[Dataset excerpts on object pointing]
## Begin

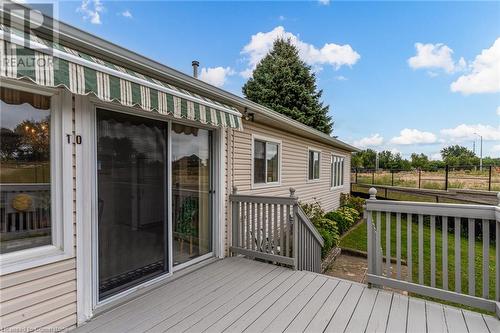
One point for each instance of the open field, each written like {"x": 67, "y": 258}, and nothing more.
{"x": 24, "y": 172}
{"x": 457, "y": 179}
{"x": 357, "y": 240}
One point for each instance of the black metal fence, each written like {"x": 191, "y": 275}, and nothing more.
{"x": 470, "y": 177}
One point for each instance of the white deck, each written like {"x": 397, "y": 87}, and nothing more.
{"x": 236, "y": 295}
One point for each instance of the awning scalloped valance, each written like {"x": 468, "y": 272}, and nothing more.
{"x": 50, "y": 64}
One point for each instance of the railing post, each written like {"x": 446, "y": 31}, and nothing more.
{"x": 419, "y": 177}
{"x": 235, "y": 208}
{"x": 372, "y": 256}
{"x": 447, "y": 169}
{"x": 489, "y": 178}
{"x": 295, "y": 226}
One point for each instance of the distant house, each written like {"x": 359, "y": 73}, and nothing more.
{"x": 142, "y": 162}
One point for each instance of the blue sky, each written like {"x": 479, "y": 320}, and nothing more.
{"x": 385, "y": 91}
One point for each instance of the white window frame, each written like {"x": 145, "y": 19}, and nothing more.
{"x": 333, "y": 171}
{"x": 316, "y": 150}
{"x": 61, "y": 170}
{"x": 266, "y": 140}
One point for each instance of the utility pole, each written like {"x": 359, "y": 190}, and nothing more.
{"x": 480, "y": 151}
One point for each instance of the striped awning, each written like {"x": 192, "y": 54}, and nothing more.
{"x": 50, "y": 64}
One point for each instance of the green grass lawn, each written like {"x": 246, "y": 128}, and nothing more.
{"x": 357, "y": 240}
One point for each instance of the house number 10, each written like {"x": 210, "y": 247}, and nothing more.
{"x": 77, "y": 139}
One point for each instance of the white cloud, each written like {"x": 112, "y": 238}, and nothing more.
{"x": 435, "y": 157}
{"x": 409, "y": 136}
{"x": 91, "y": 10}
{"x": 467, "y": 132}
{"x": 370, "y": 141}
{"x": 330, "y": 54}
{"x": 484, "y": 75}
{"x": 216, "y": 76}
{"x": 126, "y": 13}
{"x": 435, "y": 56}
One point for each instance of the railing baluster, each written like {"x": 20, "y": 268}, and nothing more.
{"x": 379, "y": 244}
{"x": 248, "y": 231}
{"x": 288, "y": 232}
{"x": 497, "y": 261}
{"x": 420, "y": 249}
{"x": 282, "y": 230}
{"x": 433, "y": 251}
{"x": 486, "y": 258}
{"x": 471, "y": 260}
{"x": 269, "y": 236}
{"x": 409, "y": 222}
{"x": 369, "y": 233}
{"x": 398, "y": 245}
{"x": 253, "y": 226}
{"x": 388, "y": 244}
{"x": 264, "y": 227}
{"x": 458, "y": 269}
{"x": 275, "y": 229}
{"x": 444, "y": 258}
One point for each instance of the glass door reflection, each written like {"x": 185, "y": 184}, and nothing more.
{"x": 191, "y": 192}
{"x": 132, "y": 223}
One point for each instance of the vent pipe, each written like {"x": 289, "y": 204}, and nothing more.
{"x": 195, "y": 64}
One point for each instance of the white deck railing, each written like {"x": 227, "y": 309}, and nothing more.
{"x": 274, "y": 229}
{"x": 468, "y": 285}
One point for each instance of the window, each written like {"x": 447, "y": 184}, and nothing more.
{"x": 314, "y": 164}
{"x": 337, "y": 171}
{"x": 25, "y": 179}
{"x": 35, "y": 206}
{"x": 265, "y": 162}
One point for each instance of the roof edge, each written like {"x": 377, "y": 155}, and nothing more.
{"x": 134, "y": 60}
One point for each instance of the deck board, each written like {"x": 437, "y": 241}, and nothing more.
{"x": 242, "y": 295}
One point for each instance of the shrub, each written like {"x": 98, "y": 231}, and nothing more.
{"x": 342, "y": 218}
{"x": 327, "y": 228}
{"x": 350, "y": 211}
{"x": 313, "y": 210}
{"x": 347, "y": 200}
{"x": 327, "y": 242}
{"x": 330, "y": 226}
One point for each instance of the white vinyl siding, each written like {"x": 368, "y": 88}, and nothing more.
{"x": 314, "y": 166}
{"x": 336, "y": 171}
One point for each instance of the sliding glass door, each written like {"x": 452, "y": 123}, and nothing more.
{"x": 134, "y": 164}
{"x": 191, "y": 192}
{"x": 132, "y": 201}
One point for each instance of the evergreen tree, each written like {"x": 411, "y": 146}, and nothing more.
{"x": 284, "y": 83}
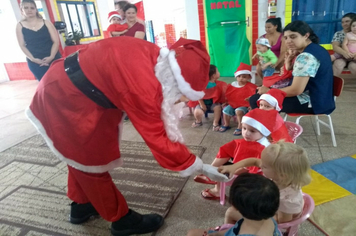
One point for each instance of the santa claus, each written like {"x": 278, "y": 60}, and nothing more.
{"x": 79, "y": 107}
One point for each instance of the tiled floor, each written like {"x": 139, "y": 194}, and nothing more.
{"x": 190, "y": 210}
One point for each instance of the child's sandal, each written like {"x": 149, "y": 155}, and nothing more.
{"x": 197, "y": 124}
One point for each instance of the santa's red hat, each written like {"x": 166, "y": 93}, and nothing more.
{"x": 113, "y": 14}
{"x": 243, "y": 69}
{"x": 190, "y": 64}
{"x": 262, "y": 120}
{"x": 274, "y": 97}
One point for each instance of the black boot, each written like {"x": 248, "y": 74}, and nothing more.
{"x": 135, "y": 223}
{"x": 80, "y": 213}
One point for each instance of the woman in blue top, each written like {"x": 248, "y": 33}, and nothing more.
{"x": 311, "y": 91}
{"x": 37, "y": 38}
{"x": 257, "y": 199}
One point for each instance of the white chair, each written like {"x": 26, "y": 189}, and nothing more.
{"x": 338, "y": 86}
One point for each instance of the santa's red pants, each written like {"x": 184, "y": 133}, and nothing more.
{"x": 99, "y": 190}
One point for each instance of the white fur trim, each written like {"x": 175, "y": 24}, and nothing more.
{"x": 196, "y": 167}
{"x": 171, "y": 94}
{"x": 72, "y": 163}
{"x": 183, "y": 85}
{"x": 271, "y": 100}
{"x": 242, "y": 72}
{"x": 256, "y": 124}
{"x": 264, "y": 141}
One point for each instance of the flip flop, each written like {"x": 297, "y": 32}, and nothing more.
{"x": 224, "y": 128}
{"x": 216, "y": 128}
{"x": 197, "y": 124}
{"x": 209, "y": 195}
{"x": 203, "y": 179}
{"x": 237, "y": 132}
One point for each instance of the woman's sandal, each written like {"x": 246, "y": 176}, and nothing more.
{"x": 224, "y": 128}
{"x": 203, "y": 179}
{"x": 216, "y": 128}
{"x": 206, "y": 194}
{"x": 237, "y": 132}
{"x": 197, "y": 124}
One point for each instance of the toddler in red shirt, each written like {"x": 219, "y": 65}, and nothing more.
{"x": 117, "y": 26}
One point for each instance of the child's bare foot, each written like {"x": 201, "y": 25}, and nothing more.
{"x": 210, "y": 194}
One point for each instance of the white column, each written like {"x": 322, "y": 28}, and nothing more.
{"x": 191, "y": 9}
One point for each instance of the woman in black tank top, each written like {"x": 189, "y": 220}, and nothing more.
{"x": 37, "y": 38}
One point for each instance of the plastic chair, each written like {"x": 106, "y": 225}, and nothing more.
{"x": 338, "y": 86}
{"x": 294, "y": 130}
{"x": 292, "y": 226}
{"x": 222, "y": 189}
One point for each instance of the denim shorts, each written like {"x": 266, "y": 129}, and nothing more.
{"x": 228, "y": 110}
{"x": 209, "y": 107}
{"x": 268, "y": 71}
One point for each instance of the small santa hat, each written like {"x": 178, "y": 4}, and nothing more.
{"x": 113, "y": 14}
{"x": 243, "y": 69}
{"x": 190, "y": 67}
{"x": 262, "y": 120}
{"x": 274, "y": 97}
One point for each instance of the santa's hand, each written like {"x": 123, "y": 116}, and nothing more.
{"x": 213, "y": 173}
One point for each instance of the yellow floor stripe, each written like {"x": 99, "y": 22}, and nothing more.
{"x": 324, "y": 190}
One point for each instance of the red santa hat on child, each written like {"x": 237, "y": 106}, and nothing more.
{"x": 274, "y": 97}
{"x": 262, "y": 120}
{"x": 190, "y": 64}
{"x": 113, "y": 14}
{"x": 243, "y": 69}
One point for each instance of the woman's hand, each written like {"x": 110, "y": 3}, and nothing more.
{"x": 262, "y": 89}
{"x": 39, "y": 62}
{"x": 47, "y": 60}
{"x": 348, "y": 55}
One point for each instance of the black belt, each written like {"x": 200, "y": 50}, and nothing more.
{"x": 76, "y": 75}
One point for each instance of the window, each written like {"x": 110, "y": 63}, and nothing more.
{"x": 79, "y": 16}
{"x": 324, "y": 17}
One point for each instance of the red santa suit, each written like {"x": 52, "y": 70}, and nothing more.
{"x": 240, "y": 149}
{"x": 236, "y": 96}
{"x": 80, "y": 102}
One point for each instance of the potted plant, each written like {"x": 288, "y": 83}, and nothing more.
{"x": 75, "y": 36}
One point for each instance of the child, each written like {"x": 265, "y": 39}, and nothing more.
{"x": 266, "y": 56}
{"x": 349, "y": 44}
{"x": 273, "y": 100}
{"x": 285, "y": 77}
{"x": 257, "y": 199}
{"x": 214, "y": 96}
{"x": 288, "y": 166}
{"x": 236, "y": 93}
{"x": 117, "y": 26}
{"x": 256, "y": 127}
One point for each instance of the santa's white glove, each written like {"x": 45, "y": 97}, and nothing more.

## End

◆ WHAT IS REQUIRED
Print again the material above, limited to the lines from the one holding "One point for each instance of the woman's hand, each" through the last, inclusive.

◆ WRITTEN ANSWER
One point for each instance of the woman's hand, each written like {"x": 110, "y": 3}, and nothing more.
{"x": 262, "y": 89}
{"x": 39, "y": 62}
{"x": 47, "y": 60}
{"x": 348, "y": 55}
One point for each instance of the black belt, each written like {"x": 200, "y": 50}, and nothing more.
{"x": 76, "y": 75}
One point for each instance of the window, each written like {"x": 110, "y": 63}, and nothing more.
{"x": 79, "y": 16}
{"x": 324, "y": 17}
One point for each instance of the red santa suit, each written like {"x": 52, "y": 70}, and nothing more.
{"x": 240, "y": 149}
{"x": 236, "y": 96}
{"x": 80, "y": 102}
One point for each instance of the potted plant, each written like {"x": 288, "y": 83}, and nothing more.
{"x": 75, "y": 36}
One point for each instance of the child, each written like {"x": 265, "y": 39}, and nothing more.
{"x": 266, "y": 56}
{"x": 349, "y": 44}
{"x": 273, "y": 100}
{"x": 285, "y": 77}
{"x": 257, "y": 199}
{"x": 214, "y": 96}
{"x": 288, "y": 166}
{"x": 236, "y": 93}
{"x": 117, "y": 26}
{"x": 256, "y": 127}
One point for each instance of the santa's white glove, each written like {"x": 45, "y": 97}, and nothing more.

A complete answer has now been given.